**DIRECTIONS:**
Exact copies of all the lines below are needed, without the pictures.

**RECORDS FOR THE TASK:**
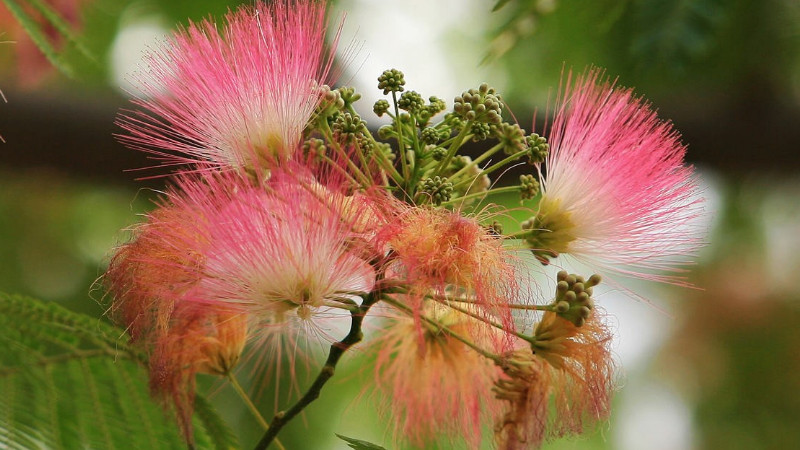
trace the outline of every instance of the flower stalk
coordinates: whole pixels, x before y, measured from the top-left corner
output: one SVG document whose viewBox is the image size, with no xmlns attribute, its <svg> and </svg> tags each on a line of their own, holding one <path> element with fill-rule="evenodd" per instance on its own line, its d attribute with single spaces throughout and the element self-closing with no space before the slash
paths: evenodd
<svg viewBox="0 0 800 450">
<path fill-rule="evenodd" d="M 361 325 L 364 321 L 369 309 L 379 300 L 379 295 L 375 292 L 370 293 L 363 297 L 358 311 L 351 311 L 350 313 L 350 331 L 342 338 L 341 341 L 331 344 L 328 350 L 328 358 L 325 360 L 325 365 L 322 366 L 314 382 L 306 390 L 305 394 L 297 401 L 292 407 L 285 411 L 281 411 L 272 418 L 267 431 L 264 436 L 258 441 L 255 450 L 264 450 L 277 439 L 278 433 L 281 429 L 289 423 L 296 415 L 300 414 L 303 409 L 310 405 L 314 400 L 319 398 L 320 392 L 325 384 L 330 380 L 334 373 L 336 373 L 336 365 L 339 363 L 342 355 L 349 350 L 352 346 L 361 342 L 364 338 L 364 333 L 361 331 Z"/>
</svg>

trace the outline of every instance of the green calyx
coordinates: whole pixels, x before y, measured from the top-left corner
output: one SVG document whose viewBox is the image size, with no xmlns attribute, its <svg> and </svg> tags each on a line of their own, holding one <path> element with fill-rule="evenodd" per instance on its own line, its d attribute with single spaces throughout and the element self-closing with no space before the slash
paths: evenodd
<svg viewBox="0 0 800 450">
<path fill-rule="evenodd" d="M 525 243 L 543 265 L 550 264 L 550 258 L 569 251 L 575 240 L 575 223 L 571 214 L 561 208 L 561 202 L 546 196 L 539 202 L 539 212 L 522 222 Z"/>
<path fill-rule="evenodd" d="M 384 70 L 378 77 L 378 89 L 383 89 L 383 95 L 389 92 L 403 92 L 405 84 L 403 72 L 397 69 Z"/>
<path fill-rule="evenodd" d="M 594 274 L 588 280 L 580 275 L 568 274 L 562 270 L 556 277 L 556 296 L 553 307 L 556 314 L 581 327 L 589 319 L 594 309 L 592 288 L 600 284 L 600 275 Z"/>
<path fill-rule="evenodd" d="M 433 158 L 434 161 L 441 161 L 445 156 L 447 156 L 447 149 L 442 147 L 436 147 L 431 151 L 431 158 Z"/>
<path fill-rule="evenodd" d="M 403 92 L 397 101 L 397 107 L 410 114 L 417 114 L 425 107 L 425 100 L 416 91 Z"/>
<path fill-rule="evenodd" d="M 344 112 L 336 115 L 331 129 L 336 139 L 352 140 L 366 131 L 367 123 L 358 114 Z"/>
<path fill-rule="evenodd" d="M 397 130 L 392 125 L 383 125 L 378 128 L 378 138 L 381 140 L 389 140 L 397 137 Z"/>
<path fill-rule="evenodd" d="M 464 128 L 464 120 L 455 113 L 447 113 L 444 115 L 444 123 L 450 126 L 451 129 L 459 131 Z"/>
<path fill-rule="evenodd" d="M 372 112 L 378 117 L 383 117 L 389 111 L 389 102 L 386 100 L 378 100 L 372 105 Z"/>
<path fill-rule="evenodd" d="M 345 109 L 345 101 L 338 89 L 331 89 L 330 86 L 323 84 L 319 87 L 322 94 L 320 101 L 314 111 L 314 119 L 308 124 L 307 129 L 313 130 L 319 127 L 322 123 L 328 121 L 330 118 L 336 116 Z"/>
<path fill-rule="evenodd" d="M 428 113 L 431 116 L 435 116 L 436 114 L 439 114 L 440 112 L 444 111 L 445 108 L 447 108 L 447 105 L 445 104 L 444 100 L 442 100 L 439 97 L 436 97 L 434 95 L 428 97 L 427 109 L 428 109 Z"/>
<path fill-rule="evenodd" d="M 492 127 L 488 123 L 473 122 L 470 128 L 472 133 L 472 140 L 475 142 L 483 141 L 489 138 L 492 134 Z"/>
<path fill-rule="evenodd" d="M 352 106 L 353 103 L 361 99 L 361 94 L 357 93 L 355 88 L 349 86 L 340 87 L 336 91 L 339 92 L 339 96 L 344 101 L 345 106 Z"/>
<path fill-rule="evenodd" d="M 442 139 L 442 133 L 436 128 L 426 127 L 420 132 L 420 139 L 425 144 L 436 144 Z"/>
<path fill-rule="evenodd" d="M 312 138 L 303 142 L 303 155 L 305 155 L 306 158 L 313 158 L 319 161 L 323 156 L 325 156 L 327 149 L 328 148 L 325 146 L 325 141 L 322 139 Z"/>
</svg>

**YOUR RESPONSE:**
trace the outline of every instance of the flower stalk
coordinates: whole pixels, x before y, measured from the top-left corner
output: one SVG document whose viewBox is the image size, with no xmlns attribute, its <svg> and </svg> tags each on a line of their own, holding one <path> element with fill-rule="evenodd" per instance on its own line, its d attribute with single spaces throughout and the element self-closing with no space before the slash
paths: evenodd
<svg viewBox="0 0 800 450">
<path fill-rule="evenodd" d="M 361 325 L 364 321 L 369 309 L 379 300 L 379 295 L 375 292 L 370 293 L 363 297 L 358 311 L 351 311 L 350 313 L 350 331 L 342 338 L 341 341 L 331 344 L 328 350 L 328 358 L 325 360 L 325 365 L 322 366 L 314 382 L 306 390 L 305 394 L 297 401 L 292 407 L 285 411 L 281 411 L 272 418 L 267 431 L 264 436 L 258 441 L 255 450 L 264 450 L 277 439 L 278 433 L 281 429 L 289 423 L 296 415 L 300 414 L 303 409 L 310 405 L 314 400 L 319 398 L 320 392 L 325 384 L 330 380 L 334 373 L 336 373 L 336 365 L 339 363 L 342 355 L 349 350 L 352 346 L 361 342 L 364 338 L 364 333 L 361 331 Z"/>
</svg>

trace the outline of every instance of the green calyx
coordinates: whole pixels, x before y, measured from the top-left corner
output: one SVG document whose viewBox is the image size, with no xmlns attribute, its <svg> and </svg> tags each on a line of their own, holding one <path> element with fill-rule="evenodd" per instance on its own line, its d attribute with single spaces throughout and the element self-closing with no space before the slash
paths: evenodd
<svg viewBox="0 0 800 450">
<path fill-rule="evenodd" d="M 525 243 L 543 265 L 550 264 L 550 258 L 569 251 L 575 240 L 575 223 L 571 214 L 561 208 L 561 202 L 546 196 L 539 202 L 539 212 L 522 222 Z"/>
<path fill-rule="evenodd" d="M 384 70 L 378 77 L 378 89 L 383 89 L 383 95 L 389 92 L 403 92 L 405 84 L 403 72 L 397 69 Z"/>
<path fill-rule="evenodd" d="M 594 274 L 588 280 L 580 275 L 568 274 L 562 270 L 556 277 L 556 296 L 553 307 L 556 314 L 581 327 L 589 319 L 594 309 L 592 288 L 600 284 L 600 275 Z"/>
<path fill-rule="evenodd" d="M 433 158 L 434 161 L 441 161 L 445 156 L 447 156 L 447 149 L 442 147 L 436 147 L 431 151 L 431 158 Z"/>
<path fill-rule="evenodd" d="M 403 92 L 397 101 L 397 107 L 410 114 L 417 114 L 425 107 L 425 100 L 416 91 Z"/>
<path fill-rule="evenodd" d="M 344 112 L 336 115 L 331 129 L 336 139 L 352 140 L 366 131 L 367 123 L 358 114 Z"/>
<path fill-rule="evenodd" d="M 397 130 L 392 125 L 383 125 L 378 128 L 378 138 L 381 140 L 389 140 L 397 137 Z"/>
<path fill-rule="evenodd" d="M 464 128 L 464 120 L 455 113 L 447 113 L 444 115 L 444 123 L 450 126 L 451 129 L 459 131 Z"/>
<path fill-rule="evenodd" d="M 372 112 L 378 117 L 383 117 L 389 111 L 389 102 L 386 100 L 378 100 L 372 105 Z"/>
<path fill-rule="evenodd" d="M 345 109 L 345 101 L 338 89 L 331 89 L 330 86 L 323 84 L 319 87 L 322 94 L 320 101 L 314 111 L 314 119 L 308 124 L 307 129 L 313 130 L 319 127 L 322 123 L 328 121 L 330 118 L 336 116 Z"/>
<path fill-rule="evenodd" d="M 428 113 L 431 116 L 435 116 L 436 114 L 439 114 L 440 112 L 444 111 L 445 108 L 447 108 L 447 105 L 445 104 L 444 100 L 442 100 L 439 97 L 436 97 L 434 95 L 428 97 L 427 109 L 428 109 Z"/>
<path fill-rule="evenodd" d="M 492 127 L 488 123 L 473 122 L 470 128 L 472 133 L 472 140 L 475 142 L 483 141 L 489 138 L 492 134 Z"/>
<path fill-rule="evenodd" d="M 352 106 L 353 103 L 361 99 L 361 94 L 357 93 L 355 88 L 349 86 L 340 87 L 336 91 L 339 92 L 339 96 L 344 101 L 345 106 Z"/>
<path fill-rule="evenodd" d="M 442 139 L 442 133 L 436 128 L 426 127 L 420 132 L 420 139 L 425 144 L 436 144 Z"/>
<path fill-rule="evenodd" d="M 312 138 L 303 142 L 303 155 L 305 155 L 306 158 L 313 158 L 319 161 L 323 156 L 325 156 L 327 149 L 328 148 L 325 146 L 325 141 L 322 139 Z"/>
</svg>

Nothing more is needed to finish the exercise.